▶ _TO BE DONE_:
Pull out every line of the data below that contains the word "with", copying each such line in full. Case counts.

— start of DATA LINES —

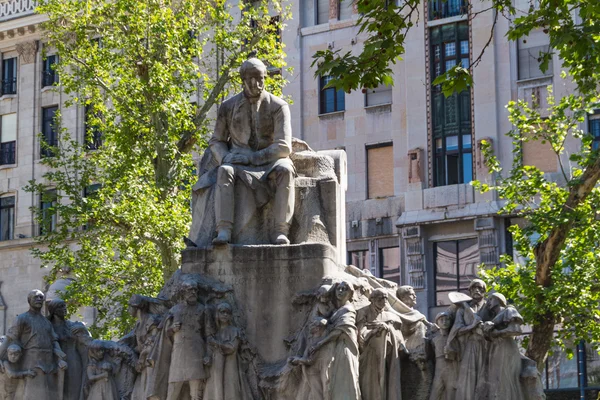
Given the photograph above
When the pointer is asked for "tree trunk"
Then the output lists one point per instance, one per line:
(541, 339)
(170, 261)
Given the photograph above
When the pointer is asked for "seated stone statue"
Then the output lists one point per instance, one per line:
(252, 142)
(257, 184)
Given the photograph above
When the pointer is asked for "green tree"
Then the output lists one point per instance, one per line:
(558, 282)
(136, 66)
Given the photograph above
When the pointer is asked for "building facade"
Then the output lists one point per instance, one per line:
(412, 215)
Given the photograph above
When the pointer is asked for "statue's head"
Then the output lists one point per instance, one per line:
(13, 353)
(407, 295)
(444, 320)
(378, 298)
(318, 326)
(57, 307)
(477, 289)
(253, 73)
(344, 292)
(35, 298)
(96, 349)
(496, 300)
(189, 292)
(323, 293)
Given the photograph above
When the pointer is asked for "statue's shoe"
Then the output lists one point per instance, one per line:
(223, 237)
(280, 238)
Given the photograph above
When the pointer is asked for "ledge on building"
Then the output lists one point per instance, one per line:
(448, 20)
(379, 108)
(335, 115)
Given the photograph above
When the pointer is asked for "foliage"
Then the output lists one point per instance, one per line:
(549, 204)
(136, 66)
(558, 280)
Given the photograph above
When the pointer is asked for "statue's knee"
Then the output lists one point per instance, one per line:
(225, 174)
(283, 175)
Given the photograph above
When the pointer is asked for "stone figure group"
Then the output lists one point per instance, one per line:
(351, 350)
(190, 348)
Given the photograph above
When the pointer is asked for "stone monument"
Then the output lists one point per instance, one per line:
(264, 307)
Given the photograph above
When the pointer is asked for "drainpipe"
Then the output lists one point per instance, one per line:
(581, 368)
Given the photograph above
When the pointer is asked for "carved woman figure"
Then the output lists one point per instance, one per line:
(343, 370)
(315, 367)
(228, 379)
(73, 338)
(503, 354)
(471, 384)
(381, 344)
(100, 374)
(145, 334)
(10, 373)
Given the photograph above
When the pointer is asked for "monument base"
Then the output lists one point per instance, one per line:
(264, 280)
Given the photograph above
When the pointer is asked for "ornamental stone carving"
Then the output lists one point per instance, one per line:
(27, 51)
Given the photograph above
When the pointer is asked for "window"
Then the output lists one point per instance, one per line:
(389, 260)
(456, 264)
(48, 212)
(380, 171)
(9, 76)
(49, 132)
(594, 126)
(89, 192)
(8, 139)
(331, 100)
(447, 8)
(315, 12)
(49, 74)
(93, 135)
(7, 218)
(382, 94)
(345, 9)
(531, 48)
(451, 117)
(360, 259)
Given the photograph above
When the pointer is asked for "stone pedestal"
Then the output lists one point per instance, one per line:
(264, 280)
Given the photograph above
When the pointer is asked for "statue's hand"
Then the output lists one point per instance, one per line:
(236, 158)
(62, 364)
(176, 327)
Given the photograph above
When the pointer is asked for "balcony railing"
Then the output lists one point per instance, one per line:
(9, 86)
(11, 9)
(439, 9)
(7, 153)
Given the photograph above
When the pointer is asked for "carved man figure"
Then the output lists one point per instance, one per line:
(504, 357)
(180, 355)
(41, 351)
(444, 382)
(468, 329)
(381, 344)
(252, 142)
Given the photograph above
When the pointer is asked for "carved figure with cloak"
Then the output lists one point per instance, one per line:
(343, 370)
(41, 352)
(100, 373)
(504, 357)
(180, 355)
(74, 339)
(228, 379)
(381, 344)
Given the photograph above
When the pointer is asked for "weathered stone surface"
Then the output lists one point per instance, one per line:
(264, 280)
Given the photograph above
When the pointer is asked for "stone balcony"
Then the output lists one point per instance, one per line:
(11, 9)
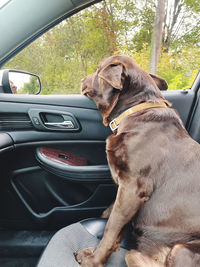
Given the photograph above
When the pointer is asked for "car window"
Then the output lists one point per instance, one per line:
(72, 49)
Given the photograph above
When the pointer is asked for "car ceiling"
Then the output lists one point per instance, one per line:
(24, 20)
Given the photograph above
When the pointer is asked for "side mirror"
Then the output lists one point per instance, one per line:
(19, 82)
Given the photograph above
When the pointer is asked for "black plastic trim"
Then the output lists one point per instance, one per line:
(94, 173)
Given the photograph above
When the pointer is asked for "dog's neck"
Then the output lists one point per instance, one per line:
(137, 108)
(131, 97)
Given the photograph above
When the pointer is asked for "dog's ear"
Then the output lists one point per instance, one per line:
(160, 82)
(114, 73)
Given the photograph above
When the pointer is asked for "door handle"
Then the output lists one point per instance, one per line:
(63, 124)
(53, 120)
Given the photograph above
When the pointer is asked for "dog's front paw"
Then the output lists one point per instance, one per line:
(85, 258)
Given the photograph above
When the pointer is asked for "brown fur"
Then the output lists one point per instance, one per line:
(155, 164)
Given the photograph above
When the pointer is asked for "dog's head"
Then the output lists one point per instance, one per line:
(119, 81)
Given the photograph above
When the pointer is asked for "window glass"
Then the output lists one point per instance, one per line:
(73, 49)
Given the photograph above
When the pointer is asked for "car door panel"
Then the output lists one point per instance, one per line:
(44, 194)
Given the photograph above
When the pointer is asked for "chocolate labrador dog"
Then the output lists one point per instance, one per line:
(155, 164)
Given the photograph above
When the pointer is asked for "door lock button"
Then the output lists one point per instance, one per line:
(36, 121)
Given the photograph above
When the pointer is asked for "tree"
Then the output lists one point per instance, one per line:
(157, 36)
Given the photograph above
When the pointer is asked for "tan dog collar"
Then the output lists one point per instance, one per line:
(115, 123)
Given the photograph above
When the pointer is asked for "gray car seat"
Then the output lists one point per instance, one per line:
(88, 233)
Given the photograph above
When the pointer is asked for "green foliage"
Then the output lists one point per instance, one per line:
(73, 49)
(31, 87)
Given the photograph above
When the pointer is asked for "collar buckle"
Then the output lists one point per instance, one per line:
(113, 125)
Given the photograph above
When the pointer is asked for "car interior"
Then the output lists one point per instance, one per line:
(40, 192)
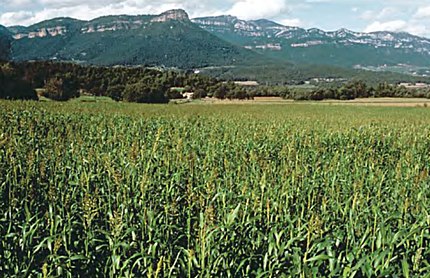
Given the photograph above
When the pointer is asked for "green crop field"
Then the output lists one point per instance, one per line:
(194, 190)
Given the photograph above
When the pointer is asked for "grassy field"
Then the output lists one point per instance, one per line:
(194, 190)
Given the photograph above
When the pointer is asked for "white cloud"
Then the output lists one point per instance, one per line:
(291, 22)
(423, 12)
(256, 9)
(395, 26)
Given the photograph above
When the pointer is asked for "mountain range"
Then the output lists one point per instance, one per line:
(172, 39)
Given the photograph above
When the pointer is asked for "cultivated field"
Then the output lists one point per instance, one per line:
(125, 190)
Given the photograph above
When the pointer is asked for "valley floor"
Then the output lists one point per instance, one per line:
(389, 102)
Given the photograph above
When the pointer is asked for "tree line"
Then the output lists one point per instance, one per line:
(64, 81)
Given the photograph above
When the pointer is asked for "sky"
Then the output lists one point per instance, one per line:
(411, 16)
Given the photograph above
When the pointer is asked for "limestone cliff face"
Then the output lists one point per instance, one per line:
(178, 15)
(102, 24)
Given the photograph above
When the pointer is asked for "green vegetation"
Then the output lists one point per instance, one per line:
(5, 42)
(178, 44)
(13, 85)
(127, 190)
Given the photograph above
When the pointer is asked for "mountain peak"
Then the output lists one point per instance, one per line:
(172, 15)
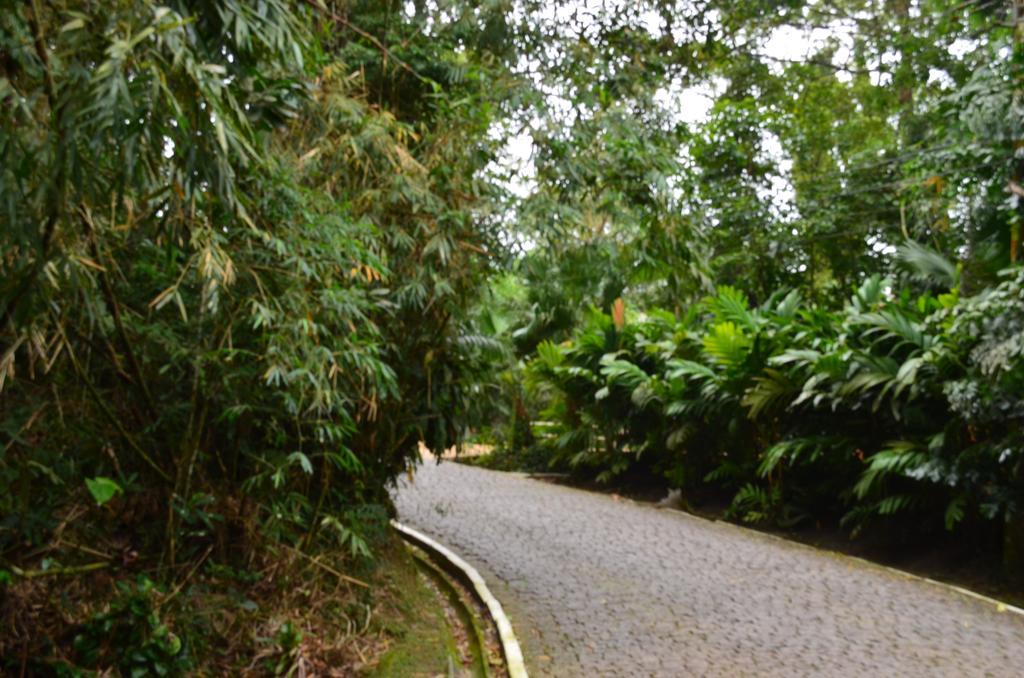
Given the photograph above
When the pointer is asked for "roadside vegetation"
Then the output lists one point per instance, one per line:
(804, 308)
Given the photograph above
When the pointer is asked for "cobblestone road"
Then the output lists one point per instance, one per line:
(600, 587)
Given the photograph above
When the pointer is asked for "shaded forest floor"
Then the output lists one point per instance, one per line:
(287, 615)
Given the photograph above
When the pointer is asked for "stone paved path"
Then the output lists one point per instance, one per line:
(600, 587)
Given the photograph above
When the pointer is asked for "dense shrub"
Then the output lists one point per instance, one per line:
(896, 403)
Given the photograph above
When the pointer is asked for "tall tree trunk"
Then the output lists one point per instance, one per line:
(1013, 539)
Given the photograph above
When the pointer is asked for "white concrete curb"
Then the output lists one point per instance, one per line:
(510, 645)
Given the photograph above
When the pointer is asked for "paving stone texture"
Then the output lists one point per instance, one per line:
(596, 586)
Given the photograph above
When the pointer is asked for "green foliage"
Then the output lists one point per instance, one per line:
(888, 406)
(130, 636)
(240, 255)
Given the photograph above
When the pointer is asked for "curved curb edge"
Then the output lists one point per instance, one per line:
(510, 645)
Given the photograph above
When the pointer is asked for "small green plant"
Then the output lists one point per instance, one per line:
(131, 637)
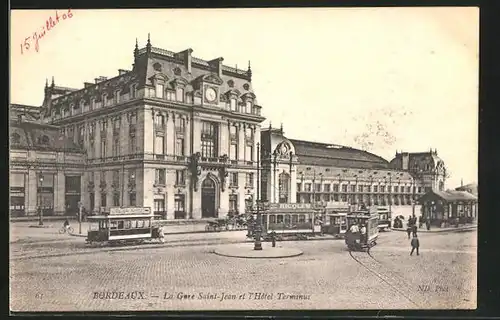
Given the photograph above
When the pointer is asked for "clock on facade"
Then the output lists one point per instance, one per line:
(210, 94)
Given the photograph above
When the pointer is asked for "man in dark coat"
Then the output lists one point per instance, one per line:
(415, 244)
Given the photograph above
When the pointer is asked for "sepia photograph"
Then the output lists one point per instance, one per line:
(243, 159)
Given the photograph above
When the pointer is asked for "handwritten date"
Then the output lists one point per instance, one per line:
(50, 23)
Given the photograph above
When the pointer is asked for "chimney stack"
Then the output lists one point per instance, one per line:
(185, 56)
(217, 65)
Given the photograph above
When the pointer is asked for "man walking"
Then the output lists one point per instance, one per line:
(415, 244)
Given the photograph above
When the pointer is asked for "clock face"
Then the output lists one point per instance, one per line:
(210, 94)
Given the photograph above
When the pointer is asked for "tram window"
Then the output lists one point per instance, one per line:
(287, 219)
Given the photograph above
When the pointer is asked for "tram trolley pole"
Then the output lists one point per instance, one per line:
(258, 225)
(80, 207)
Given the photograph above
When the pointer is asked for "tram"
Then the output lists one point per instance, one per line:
(384, 218)
(302, 220)
(121, 225)
(357, 242)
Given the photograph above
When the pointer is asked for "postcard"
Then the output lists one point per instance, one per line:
(243, 159)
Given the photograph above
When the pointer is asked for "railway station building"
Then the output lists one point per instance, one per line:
(298, 171)
(180, 134)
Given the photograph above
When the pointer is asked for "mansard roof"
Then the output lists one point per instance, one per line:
(448, 196)
(418, 161)
(316, 153)
(30, 113)
(32, 135)
(158, 62)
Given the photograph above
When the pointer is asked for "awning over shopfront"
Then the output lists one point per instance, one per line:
(444, 207)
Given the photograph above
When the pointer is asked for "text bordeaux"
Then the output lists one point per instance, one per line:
(50, 23)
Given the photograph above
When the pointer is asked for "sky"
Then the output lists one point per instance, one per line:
(378, 79)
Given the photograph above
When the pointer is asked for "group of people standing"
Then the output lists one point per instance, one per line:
(412, 230)
(361, 230)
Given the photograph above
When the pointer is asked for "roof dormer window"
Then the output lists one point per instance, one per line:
(15, 138)
(248, 106)
(233, 105)
(179, 94)
(133, 89)
(160, 89)
(43, 140)
(117, 97)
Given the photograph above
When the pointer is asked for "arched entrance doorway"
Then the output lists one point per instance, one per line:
(284, 187)
(208, 194)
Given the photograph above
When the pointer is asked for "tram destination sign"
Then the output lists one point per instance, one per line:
(115, 211)
(291, 206)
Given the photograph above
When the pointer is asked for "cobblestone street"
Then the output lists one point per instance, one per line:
(324, 277)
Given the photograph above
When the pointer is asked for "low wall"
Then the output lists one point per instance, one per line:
(405, 211)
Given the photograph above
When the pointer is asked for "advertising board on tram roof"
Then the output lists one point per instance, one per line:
(114, 211)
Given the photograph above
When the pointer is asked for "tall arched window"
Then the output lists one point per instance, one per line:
(15, 138)
(284, 187)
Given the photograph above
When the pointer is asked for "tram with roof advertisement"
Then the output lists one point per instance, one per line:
(363, 230)
(299, 221)
(384, 218)
(122, 225)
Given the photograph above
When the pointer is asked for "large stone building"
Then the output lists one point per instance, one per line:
(180, 135)
(311, 172)
(45, 167)
(176, 133)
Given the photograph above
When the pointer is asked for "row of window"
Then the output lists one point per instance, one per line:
(308, 187)
(161, 177)
(180, 178)
(308, 198)
(116, 199)
(95, 104)
(179, 95)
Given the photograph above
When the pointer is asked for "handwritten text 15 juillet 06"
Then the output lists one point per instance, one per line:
(50, 23)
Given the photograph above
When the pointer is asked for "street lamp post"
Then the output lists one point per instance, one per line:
(314, 188)
(356, 191)
(40, 211)
(413, 196)
(258, 225)
(390, 193)
(275, 156)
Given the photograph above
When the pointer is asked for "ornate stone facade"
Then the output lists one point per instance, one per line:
(176, 133)
(310, 172)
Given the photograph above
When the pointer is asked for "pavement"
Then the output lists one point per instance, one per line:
(247, 251)
(445, 229)
(192, 277)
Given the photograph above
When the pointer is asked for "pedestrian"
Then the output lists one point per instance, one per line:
(273, 238)
(354, 228)
(414, 230)
(415, 244)
(363, 237)
(161, 235)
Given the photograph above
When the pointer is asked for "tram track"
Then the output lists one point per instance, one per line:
(377, 268)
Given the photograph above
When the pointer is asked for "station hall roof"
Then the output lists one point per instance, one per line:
(449, 196)
(323, 154)
(32, 135)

— end of DATA LINES —

▶ _OUTPUT OF THE EXERCISE_:
When the pointer is asked for "carved figure with cloak"
When the pointer is asked for "tram with roof advertisement"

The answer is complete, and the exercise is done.